"""

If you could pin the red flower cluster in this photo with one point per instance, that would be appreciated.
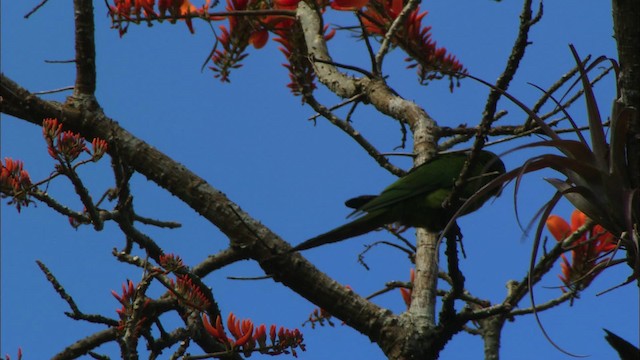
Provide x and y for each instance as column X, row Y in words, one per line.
column 170, row 262
column 413, row 38
column 587, row 253
column 123, row 12
column 283, row 341
column 66, row 145
column 189, row 293
column 15, row 182
column 127, row 299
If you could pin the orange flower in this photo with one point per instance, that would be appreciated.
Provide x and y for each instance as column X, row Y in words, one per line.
column 348, row 5
column 15, row 181
column 246, row 339
column 587, row 250
column 259, row 38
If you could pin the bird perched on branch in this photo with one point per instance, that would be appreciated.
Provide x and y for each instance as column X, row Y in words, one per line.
column 416, row 199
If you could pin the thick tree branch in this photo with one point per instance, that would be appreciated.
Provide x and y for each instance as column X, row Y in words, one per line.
column 245, row 233
column 85, row 52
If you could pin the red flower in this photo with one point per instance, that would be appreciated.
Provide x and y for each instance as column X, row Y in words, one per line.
column 348, row 5
column 259, row 38
column 15, row 181
column 246, row 339
column 587, row 252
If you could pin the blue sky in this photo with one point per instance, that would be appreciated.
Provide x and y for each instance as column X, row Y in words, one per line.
column 252, row 140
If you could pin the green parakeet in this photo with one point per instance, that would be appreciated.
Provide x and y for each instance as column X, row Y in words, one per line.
column 416, row 199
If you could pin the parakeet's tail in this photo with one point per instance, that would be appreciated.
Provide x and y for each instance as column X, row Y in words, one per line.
column 368, row 222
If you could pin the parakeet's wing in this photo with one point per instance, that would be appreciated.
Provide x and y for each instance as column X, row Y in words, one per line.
column 439, row 173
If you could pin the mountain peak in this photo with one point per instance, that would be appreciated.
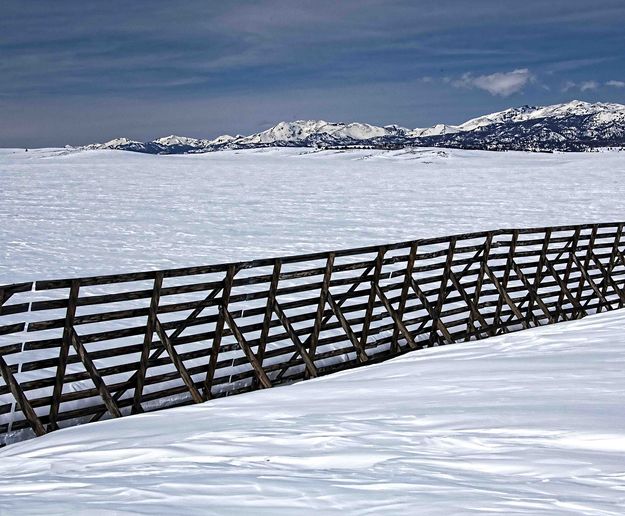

"""

▸ Short exercise:
Gather every line in the rows above that contains the word "branch" and copy each one out in full.

▸ Worked answer:
If you could pin the bird perched on branch in this photo with one point per instance, that would be appreciated.
If you could pin the thick tree branch in this photo with one point per instance, that would be appreciated.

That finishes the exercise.